● TASK GOAL
Each line below must be reproduced exactly as it stands. Pictures stay out of the copy.

● DATASET EXTRACT
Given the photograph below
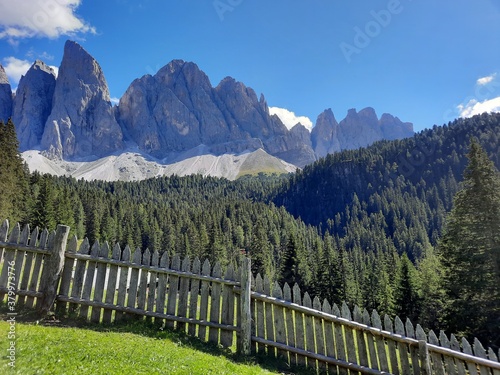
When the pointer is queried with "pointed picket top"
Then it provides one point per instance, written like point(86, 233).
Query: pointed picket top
point(455, 345)
point(479, 350)
point(259, 284)
point(146, 258)
point(156, 259)
point(377, 322)
point(117, 252)
point(433, 338)
point(297, 299)
point(14, 235)
point(72, 245)
point(94, 252)
point(176, 262)
point(287, 293)
point(84, 247)
point(4, 229)
point(388, 326)
point(196, 266)
point(25, 235)
point(137, 256)
point(443, 339)
point(267, 286)
point(492, 355)
point(104, 252)
point(410, 331)
point(466, 346)
point(420, 333)
point(345, 312)
point(50, 241)
point(335, 310)
point(164, 260)
point(186, 264)
point(366, 318)
point(33, 236)
point(399, 326)
point(357, 315)
point(126, 254)
point(206, 268)
point(229, 275)
point(327, 308)
point(277, 292)
point(316, 303)
point(217, 271)
point(307, 300)
point(44, 237)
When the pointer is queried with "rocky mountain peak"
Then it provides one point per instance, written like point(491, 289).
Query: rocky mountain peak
point(33, 104)
point(5, 96)
point(82, 121)
point(324, 135)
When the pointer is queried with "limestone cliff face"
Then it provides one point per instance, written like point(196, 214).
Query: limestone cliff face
point(324, 136)
point(357, 129)
point(5, 96)
point(174, 111)
point(178, 109)
point(82, 121)
point(33, 104)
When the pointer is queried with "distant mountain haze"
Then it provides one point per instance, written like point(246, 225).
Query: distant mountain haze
point(71, 117)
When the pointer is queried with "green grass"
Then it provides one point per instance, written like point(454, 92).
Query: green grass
point(132, 348)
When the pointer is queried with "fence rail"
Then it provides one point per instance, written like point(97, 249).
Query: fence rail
point(103, 284)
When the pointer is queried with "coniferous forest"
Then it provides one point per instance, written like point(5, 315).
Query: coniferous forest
point(409, 227)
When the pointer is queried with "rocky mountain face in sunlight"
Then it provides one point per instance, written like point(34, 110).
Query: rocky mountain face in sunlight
point(5, 96)
point(176, 110)
point(33, 104)
point(82, 120)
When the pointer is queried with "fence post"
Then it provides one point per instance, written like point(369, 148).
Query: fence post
point(423, 353)
point(52, 269)
point(245, 310)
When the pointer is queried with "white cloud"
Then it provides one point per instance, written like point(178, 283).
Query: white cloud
point(473, 107)
point(55, 69)
point(15, 68)
point(40, 18)
point(290, 119)
point(485, 80)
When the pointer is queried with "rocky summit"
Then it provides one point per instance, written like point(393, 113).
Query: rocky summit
point(82, 120)
point(357, 129)
point(5, 96)
point(166, 115)
point(33, 104)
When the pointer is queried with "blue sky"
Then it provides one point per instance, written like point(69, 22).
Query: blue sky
point(424, 61)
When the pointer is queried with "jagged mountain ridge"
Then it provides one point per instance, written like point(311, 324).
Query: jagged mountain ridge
point(177, 109)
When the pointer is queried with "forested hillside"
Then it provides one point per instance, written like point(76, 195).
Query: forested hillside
point(359, 226)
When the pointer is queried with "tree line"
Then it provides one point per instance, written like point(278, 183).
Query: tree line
point(351, 227)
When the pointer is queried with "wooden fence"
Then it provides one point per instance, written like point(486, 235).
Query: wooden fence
point(45, 271)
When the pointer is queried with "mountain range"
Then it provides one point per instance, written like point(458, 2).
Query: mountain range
point(171, 117)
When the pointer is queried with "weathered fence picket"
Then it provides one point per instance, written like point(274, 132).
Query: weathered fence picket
point(103, 286)
point(193, 296)
point(123, 279)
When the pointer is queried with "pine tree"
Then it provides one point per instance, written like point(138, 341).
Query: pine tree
point(470, 252)
point(14, 176)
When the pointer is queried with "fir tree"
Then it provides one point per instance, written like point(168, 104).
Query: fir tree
point(470, 252)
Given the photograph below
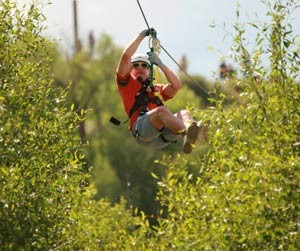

● EXERCISE RESULT
Given the photograph below
When the pointer is queried with "pointed picket top"
Then it provides one point per instance, written like point(86, 233).
Query: pointed picket top
point(455, 345)
point(479, 350)
point(259, 284)
point(146, 258)
point(156, 259)
point(377, 322)
point(117, 252)
point(433, 338)
point(297, 299)
point(14, 235)
point(72, 245)
point(94, 252)
point(176, 262)
point(287, 293)
point(84, 247)
point(4, 229)
point(388, 326)
point(196, 266)
point(25, 235)
point(137, 256)
point(443, 339)
point(267, 286)
point(492, 355)
point(104, 252)
point(410, 331)
point(466, 346)
point(420, 333)
point(345, 312)
point(50, 241)
point(335, 310)
point(164, 260)
point(186, 264)
point(366, 318)
point(33, 236)
point(399, 326)
point(357, 315)
point(126, 254)
point(206, 268)
point(229, 275)
point(327, 308)
point(277, 292)
point(316, 303)
point(217, 271)
point(307, 300)
point(44, 237)
When the pointer is queried with "rocky mountain peak"
Then it provides one point per instance, written like point(491, 289).
Query: rocky mountain peak
point(33, 104)
point(5, 96)
point(82, 121)
point(324, 135)
When the pointer is queried with "limestone cliff face"
Then it provides one point per instance, written like point(196, 214).
Query: limestone cliff face
point(324, 136)
point(357, 129)
point(5, 96)
point(174, 111)
point(178, 109)
point(82, 121)
point(33, 104)
When the pointer is queried with "distant mountain haze"
Then it provides one point per instance, written like point(246, 225).
Query: distant mountain haze
point(71, 117)
When the pointer is queried with "green grass"
Then it provides one point per instance, written like point(454, 92).
Query: green grass
point(132, 348)
When the pointer is queried with "fence rail"
Then it provides one point per instance, written like point(97, 249).
Query: fence rail
point(103, 284)
When the pointer is queried with "coniferous forest"
Then it provides one point per instance, written like point(5, 315).
Query: coniferous forest
point(409, 227)
When the pointer is queried with "rocky mountain face in sunlight"
Then it provides one point per instance, written like point(34, 110).
Query: rocky mountain face in sunlight
point(5, 96)
point(176, 110)
point(33, 104)
point(82, 120)
When the pointer is queried with "fence post"
Then it provides one point per instance, written like point(369, 148).
Query: fence post
point(423, 353)
point(52, 269)
point(245, 310)
When the pointer is queried with "white cloud"
Then it provides one point per instance, written like point(178, 283).
Query: white cloud
point(473, 107)
point(55, 69)
point(15, 68)
point(40, 18)
point(290, 119)
point(485, 80)
When the pointer is queried with "rocky summit"
Then it provides one point per instance, written like point(393, 113).
Query: rocky summit
point(82, 120)
point(357, 129)
point(5, 96)
point(166, 115)
point(33, 104)
When the pointer is queried with "blue sky"
Then it provides one point per instance, written like point(69, 22).
Query: blue sky
point(424, 61)
When the pointer is queried with "jagged mountain ridge"
Then it provides one point per instance, written like point(311, 324).
Query: jagged mountain ridge
point(177, 109)
When the pointer is queried with "forested hillside"
Then it provides one point per instance, written like point(76, 195).
Query: forested hillside
point(359, 226)
When the pointer is queried with "tree line"
Then it provides one point per instance, written like point(278, 183).
Query: tree line
point(351, 227)
When the pointer is queried with "wooden fence"
Then it provides one point per instance, written like point(486, 235).
Query: wooden fence
point(45, 271)
When the pointer is queried with "mountain range"
Then it provides one point per instance, written like point(458, 2).
Query: mountain range
point(171, 117)
When the pointer is queried with "weathered fence picket"
Then it provides one point per instance, written like point(274, 132).
Query: weathered fence picket
point(103, 286)
point(193, 296)
point(123, 279)
When the pointer is queried with "pine tree"
Then it provides one point per instance, written like point(138, 341).
Query: pine tree
point(470, 252)
point(14, 176)
When the pointer is queried with "fir tree"
Then it provides one point per instance, written like point(168, 104).
Query: fir tree
point(470, 252)
Given the photograph below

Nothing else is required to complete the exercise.